AIM OF THE TASK: Rewrite every line of the entries below, starting with the line containing "task | place one marker on every instance of the white" and going on through the line containing "[(302, 62), (399, 74), (336, 75)]", both included. Shift each x and y coordinate up by 77 and leave all other text unchanged.

----------

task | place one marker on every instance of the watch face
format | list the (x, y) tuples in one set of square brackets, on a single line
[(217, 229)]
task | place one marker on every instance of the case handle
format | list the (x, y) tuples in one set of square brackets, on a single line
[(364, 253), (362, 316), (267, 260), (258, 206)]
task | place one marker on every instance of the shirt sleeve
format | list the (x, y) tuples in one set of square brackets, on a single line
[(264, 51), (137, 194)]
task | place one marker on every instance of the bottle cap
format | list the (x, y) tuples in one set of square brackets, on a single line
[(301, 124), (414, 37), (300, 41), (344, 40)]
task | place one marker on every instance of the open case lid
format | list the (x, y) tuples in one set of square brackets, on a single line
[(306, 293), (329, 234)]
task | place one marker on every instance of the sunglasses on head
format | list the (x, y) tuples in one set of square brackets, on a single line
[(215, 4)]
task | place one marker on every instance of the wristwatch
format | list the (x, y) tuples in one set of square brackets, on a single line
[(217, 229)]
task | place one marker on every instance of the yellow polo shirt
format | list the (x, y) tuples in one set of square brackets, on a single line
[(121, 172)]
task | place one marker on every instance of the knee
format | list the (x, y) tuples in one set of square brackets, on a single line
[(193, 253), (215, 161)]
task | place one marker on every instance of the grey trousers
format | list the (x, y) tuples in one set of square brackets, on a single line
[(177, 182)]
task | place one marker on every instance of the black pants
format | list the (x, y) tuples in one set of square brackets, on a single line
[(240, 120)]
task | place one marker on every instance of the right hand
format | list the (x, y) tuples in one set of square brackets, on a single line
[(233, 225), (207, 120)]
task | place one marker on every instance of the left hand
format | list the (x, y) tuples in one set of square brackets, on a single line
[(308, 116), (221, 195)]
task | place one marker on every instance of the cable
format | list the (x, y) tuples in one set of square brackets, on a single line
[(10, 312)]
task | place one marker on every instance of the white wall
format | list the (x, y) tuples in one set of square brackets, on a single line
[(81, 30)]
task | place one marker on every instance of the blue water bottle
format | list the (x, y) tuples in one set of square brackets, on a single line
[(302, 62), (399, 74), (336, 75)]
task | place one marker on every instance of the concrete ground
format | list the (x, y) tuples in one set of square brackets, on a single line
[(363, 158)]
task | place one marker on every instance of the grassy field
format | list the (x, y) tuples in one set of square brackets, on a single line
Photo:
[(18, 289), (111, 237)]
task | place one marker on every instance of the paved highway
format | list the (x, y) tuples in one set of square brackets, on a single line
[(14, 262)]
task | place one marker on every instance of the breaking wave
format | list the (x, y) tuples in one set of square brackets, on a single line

----------

SOLUTION:
task | place one marker on every instance of the white wall
format | list the (x, y) tuples in one set of square brackets, on a single line
[(158, 107)]
task | place one marker on every instance of the blue water bottle
format | list the (x, y) tuples in one set of square brackets, on a single line
[(379, 139), (476, 151), (413, 152)]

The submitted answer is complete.